GIVEN REQUEST> Reproduce every one of the entries below verbatim, with no changes to their wording or coordinates.

Rows of box annotation data
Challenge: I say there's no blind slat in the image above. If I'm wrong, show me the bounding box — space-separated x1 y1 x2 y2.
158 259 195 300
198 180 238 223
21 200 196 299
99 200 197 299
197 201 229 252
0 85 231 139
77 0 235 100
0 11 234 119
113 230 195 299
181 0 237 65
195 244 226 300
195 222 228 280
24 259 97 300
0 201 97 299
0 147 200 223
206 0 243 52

THE COMPLETED TASK>
Challenge: I say there's no blind slat in the image above. If I'm wrong, show me the bounding box — space-separated x1 y1 x2 y2.
158 259 195 300
198 180 238 223
21 200 196 299
99 200 197 299
197 201 229 252
0 85 231 139
77 0 235 100
0 11 234 119
113 230 195 299
181 0 237 65
195 244 226 300
195 222 228 280
24 259 97 300
0 201 97 299
0 147 200 223
206 0 243 52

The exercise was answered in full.